WORK REQUEST | The material below contains a line with "Target: parked car" and a line with "like [578, 335].". Copy exactly those two lines and all lines between them.

PROVIDED DATA |
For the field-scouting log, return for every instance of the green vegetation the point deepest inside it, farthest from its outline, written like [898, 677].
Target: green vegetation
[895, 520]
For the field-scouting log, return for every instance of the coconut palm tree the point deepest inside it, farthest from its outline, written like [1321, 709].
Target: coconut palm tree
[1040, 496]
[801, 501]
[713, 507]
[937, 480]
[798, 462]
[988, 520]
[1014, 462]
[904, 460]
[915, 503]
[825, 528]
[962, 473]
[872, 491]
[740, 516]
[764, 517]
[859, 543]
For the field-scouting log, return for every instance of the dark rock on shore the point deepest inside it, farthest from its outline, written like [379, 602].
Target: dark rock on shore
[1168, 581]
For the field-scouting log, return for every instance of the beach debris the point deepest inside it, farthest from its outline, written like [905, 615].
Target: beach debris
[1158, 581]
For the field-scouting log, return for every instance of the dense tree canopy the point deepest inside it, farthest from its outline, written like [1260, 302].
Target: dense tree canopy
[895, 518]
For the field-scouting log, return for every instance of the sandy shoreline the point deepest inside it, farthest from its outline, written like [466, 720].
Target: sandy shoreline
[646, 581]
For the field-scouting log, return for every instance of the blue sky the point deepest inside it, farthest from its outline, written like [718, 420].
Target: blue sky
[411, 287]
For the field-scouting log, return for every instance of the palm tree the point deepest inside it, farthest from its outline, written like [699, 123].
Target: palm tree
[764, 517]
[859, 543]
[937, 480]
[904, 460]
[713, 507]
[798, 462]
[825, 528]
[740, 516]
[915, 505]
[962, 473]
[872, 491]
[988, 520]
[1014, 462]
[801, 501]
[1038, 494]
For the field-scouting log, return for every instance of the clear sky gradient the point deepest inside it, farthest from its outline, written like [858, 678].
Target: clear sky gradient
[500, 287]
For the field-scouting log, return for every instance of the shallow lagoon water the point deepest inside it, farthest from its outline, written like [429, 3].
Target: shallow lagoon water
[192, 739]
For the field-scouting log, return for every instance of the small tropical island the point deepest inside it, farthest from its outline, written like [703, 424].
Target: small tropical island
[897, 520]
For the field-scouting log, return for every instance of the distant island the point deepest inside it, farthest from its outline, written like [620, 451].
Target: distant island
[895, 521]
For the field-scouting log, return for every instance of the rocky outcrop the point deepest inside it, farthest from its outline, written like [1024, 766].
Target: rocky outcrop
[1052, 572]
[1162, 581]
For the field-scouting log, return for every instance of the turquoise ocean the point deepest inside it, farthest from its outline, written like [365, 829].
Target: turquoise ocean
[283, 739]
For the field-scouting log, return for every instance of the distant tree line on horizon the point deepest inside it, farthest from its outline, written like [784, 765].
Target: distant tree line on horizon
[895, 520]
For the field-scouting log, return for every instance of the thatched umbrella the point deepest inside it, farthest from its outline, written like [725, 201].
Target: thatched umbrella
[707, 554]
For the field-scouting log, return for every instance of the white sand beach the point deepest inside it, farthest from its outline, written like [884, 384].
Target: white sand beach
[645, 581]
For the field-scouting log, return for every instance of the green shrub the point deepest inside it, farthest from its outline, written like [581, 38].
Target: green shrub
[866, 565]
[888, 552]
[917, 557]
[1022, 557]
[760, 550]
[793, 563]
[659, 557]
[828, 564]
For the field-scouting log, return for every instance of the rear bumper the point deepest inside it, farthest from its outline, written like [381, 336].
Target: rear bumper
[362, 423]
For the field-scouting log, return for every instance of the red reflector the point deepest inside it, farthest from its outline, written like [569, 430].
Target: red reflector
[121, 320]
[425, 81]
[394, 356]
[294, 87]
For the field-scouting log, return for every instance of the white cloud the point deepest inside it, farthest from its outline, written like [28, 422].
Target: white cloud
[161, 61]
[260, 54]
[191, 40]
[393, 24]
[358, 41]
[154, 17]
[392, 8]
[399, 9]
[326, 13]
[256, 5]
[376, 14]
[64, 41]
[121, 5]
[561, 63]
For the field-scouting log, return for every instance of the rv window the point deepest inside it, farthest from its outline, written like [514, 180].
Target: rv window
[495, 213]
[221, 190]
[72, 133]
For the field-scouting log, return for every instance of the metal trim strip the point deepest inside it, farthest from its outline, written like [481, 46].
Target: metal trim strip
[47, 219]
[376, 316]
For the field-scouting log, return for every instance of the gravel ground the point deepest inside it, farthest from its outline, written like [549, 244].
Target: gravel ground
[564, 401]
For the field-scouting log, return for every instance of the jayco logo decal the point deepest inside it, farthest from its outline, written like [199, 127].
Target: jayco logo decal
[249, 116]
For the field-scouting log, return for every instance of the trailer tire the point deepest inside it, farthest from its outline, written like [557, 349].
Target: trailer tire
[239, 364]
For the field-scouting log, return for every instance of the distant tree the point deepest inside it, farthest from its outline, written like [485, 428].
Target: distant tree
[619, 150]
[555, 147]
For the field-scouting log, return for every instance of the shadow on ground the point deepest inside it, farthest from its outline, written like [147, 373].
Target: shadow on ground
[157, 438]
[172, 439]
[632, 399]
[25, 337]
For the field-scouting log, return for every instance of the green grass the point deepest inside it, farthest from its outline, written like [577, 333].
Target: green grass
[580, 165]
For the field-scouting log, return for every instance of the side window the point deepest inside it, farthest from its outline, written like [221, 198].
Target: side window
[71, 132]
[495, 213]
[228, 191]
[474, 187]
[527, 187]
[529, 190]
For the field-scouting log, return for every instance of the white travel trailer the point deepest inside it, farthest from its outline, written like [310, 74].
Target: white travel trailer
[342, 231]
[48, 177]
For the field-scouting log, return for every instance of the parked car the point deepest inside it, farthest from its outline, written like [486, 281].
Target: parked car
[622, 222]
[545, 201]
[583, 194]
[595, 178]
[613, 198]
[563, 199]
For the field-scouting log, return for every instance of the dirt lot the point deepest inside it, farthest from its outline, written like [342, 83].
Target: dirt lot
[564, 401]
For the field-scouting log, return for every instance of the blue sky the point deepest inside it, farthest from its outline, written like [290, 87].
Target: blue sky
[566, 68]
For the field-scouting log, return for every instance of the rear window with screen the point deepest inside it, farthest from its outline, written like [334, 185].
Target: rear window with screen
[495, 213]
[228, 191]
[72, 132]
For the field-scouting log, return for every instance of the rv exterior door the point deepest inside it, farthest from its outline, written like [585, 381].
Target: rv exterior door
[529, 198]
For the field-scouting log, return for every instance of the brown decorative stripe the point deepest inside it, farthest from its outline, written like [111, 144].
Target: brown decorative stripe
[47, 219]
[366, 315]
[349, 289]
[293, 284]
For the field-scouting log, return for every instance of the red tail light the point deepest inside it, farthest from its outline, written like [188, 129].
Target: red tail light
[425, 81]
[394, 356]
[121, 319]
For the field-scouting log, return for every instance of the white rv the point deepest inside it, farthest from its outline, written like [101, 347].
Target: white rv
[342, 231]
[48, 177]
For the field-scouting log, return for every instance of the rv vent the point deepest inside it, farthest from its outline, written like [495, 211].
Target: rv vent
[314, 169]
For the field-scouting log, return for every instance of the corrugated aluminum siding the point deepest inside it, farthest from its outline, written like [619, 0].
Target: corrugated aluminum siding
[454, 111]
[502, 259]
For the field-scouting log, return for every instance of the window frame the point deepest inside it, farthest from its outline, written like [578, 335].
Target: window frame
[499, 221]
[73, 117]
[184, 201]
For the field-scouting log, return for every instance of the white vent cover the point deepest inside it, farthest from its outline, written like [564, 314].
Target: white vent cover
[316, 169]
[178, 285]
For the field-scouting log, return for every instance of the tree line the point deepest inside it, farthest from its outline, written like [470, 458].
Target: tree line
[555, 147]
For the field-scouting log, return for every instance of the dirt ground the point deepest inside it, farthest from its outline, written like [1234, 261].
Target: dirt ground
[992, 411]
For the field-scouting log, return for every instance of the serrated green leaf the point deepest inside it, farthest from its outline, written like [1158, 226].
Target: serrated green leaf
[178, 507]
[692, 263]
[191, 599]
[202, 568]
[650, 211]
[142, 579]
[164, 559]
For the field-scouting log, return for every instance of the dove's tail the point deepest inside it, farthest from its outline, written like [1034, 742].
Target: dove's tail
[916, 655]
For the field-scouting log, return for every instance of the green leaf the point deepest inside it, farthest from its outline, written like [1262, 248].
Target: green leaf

RESPONSE |
Target: parked car
[622, 222]
[545, 201]
[583, 194]
[595, 178]
[613, 198]
[563, 199]
For the field-scouting log, return for every instance of the dirt lot the point deepest inside it, farthest from its outline, written like [342, 83].
Target: dirt lot
[564, 401]
For the field-scouting log, return for every instance of the blue sky the point deepest inside it, farthest from its outline, written like [290, 87].
Target: blue sky
[566, 68]
For the field-scouting log, return for every instance of the rear window with screen the point deepest inside it, farthest from its outline, written like [334, 185].
Target: rear window with screen
[495, 213]
[228, 191]
[72, 132]
For the field-scouting log, return for every instance of the rv exterior door the point deepest inside it, farthest from its outline, written like [585, 381].
Target: rv exterior door
[529, 198]
For the field-scouting log, return for every instance of the brown decorative stripe the point deepest inside it, farthest from its outline, written like [111, 144].
Target: brown decorative stripe
[47, 219]
[366, 315]
[349, 289]
[293, 284]
For the field-scouting log, return for every instance of the red tail light the point deepest inside it, farthest from its outline, written like [188, 129].
Target: red tail light
[425, 81]
[394, 356]
[121, 319]
For the field-scouting log, return for every instance of the white rv the point deepest inside it, farthest from its outline, written like [101, 347].
Target: white rv
[342, 231]
[48, 177]
For the field-scouting log, return for every instance of the rv vent the point deepest inside it, farthest from its outline, written like [495, 211].
Target: rv vent
[314, 169]
For the field-scouting log, return for every instance of the corrugated aluminum siding the point deepest inside it, farthest from its outline, written like [619, 0].
Target: corrugated aluminum siding
[454, 111]
[502, 259]
For the field-scouting log, return for every instance of the window frame the point deepest inside it, farthest from its outline, written like [578, 335].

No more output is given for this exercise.